• [Supplied passage]
A strength of the flow-cell model is that it helps to quantify how physical processes in the reservoir (such as pressure interference in between fractures and between wells) will affect the well rate. An already stated strength (Section 5.1) is that the validated model can be used to optimize field development decisions by coupling those decisions with rapid NPV and IRR computations in a spreadsheet environment, which can be used by anyone with basic engineering skills as opposed to running multiple numerical reservoir simulations, which requires advanced reservoir modeling skills. The use of numerical simulators is recommended in conjunction with fast and effective field-development decisions based on both reservoir physics and economic optimization.

[Items from a dataset]
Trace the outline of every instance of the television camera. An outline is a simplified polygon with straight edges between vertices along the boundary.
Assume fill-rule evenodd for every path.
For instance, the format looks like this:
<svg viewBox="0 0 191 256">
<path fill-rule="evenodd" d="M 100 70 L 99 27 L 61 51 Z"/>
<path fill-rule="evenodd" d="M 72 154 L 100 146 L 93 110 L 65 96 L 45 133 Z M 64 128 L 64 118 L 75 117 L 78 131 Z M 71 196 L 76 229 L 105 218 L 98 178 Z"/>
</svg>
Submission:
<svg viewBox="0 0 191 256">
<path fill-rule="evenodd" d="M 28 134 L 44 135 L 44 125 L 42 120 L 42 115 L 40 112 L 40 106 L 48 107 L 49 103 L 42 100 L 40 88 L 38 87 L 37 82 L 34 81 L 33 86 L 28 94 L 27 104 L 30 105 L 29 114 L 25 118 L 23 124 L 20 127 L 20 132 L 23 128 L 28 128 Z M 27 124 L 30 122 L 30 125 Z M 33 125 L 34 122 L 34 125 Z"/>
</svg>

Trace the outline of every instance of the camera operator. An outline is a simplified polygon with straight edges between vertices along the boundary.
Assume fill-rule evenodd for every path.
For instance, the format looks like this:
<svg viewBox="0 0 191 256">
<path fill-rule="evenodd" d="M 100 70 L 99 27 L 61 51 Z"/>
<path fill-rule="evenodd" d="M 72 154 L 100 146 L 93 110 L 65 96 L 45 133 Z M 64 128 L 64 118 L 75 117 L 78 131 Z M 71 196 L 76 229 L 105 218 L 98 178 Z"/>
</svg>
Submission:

• [Tasks for this exercise]
• 1. In the flow-cell model passage, what does running multiple numerical reservoir simulations require?
• 2. Print the flow-cell model passage, starting at the words containing "A strength of" and stopping after "and economic optimization.".

• [The solutions]
• 1. Advanced reservoir modeling skills.

• 2.
A strength of the flow-cell model is that it helps to quantify how physical processes in the reservoir (such as pressure interference in between fractures and between wells) will affect the well rate. An already stated strength (Section 5.1) is that the validated model can be used to optimize field development decisions by coupling those decisions with rapid NPV and IRR computations in a spreadsheet environment, which can be used by anyone with basic engineering skills as opposed to running multiple numerical reservoir simulations, which requires advanced reservoir modeling skills. The use of numerical simulators is recommended in conjunction with fast and effective field-development decisions based on both reservoir physics and economic optimization.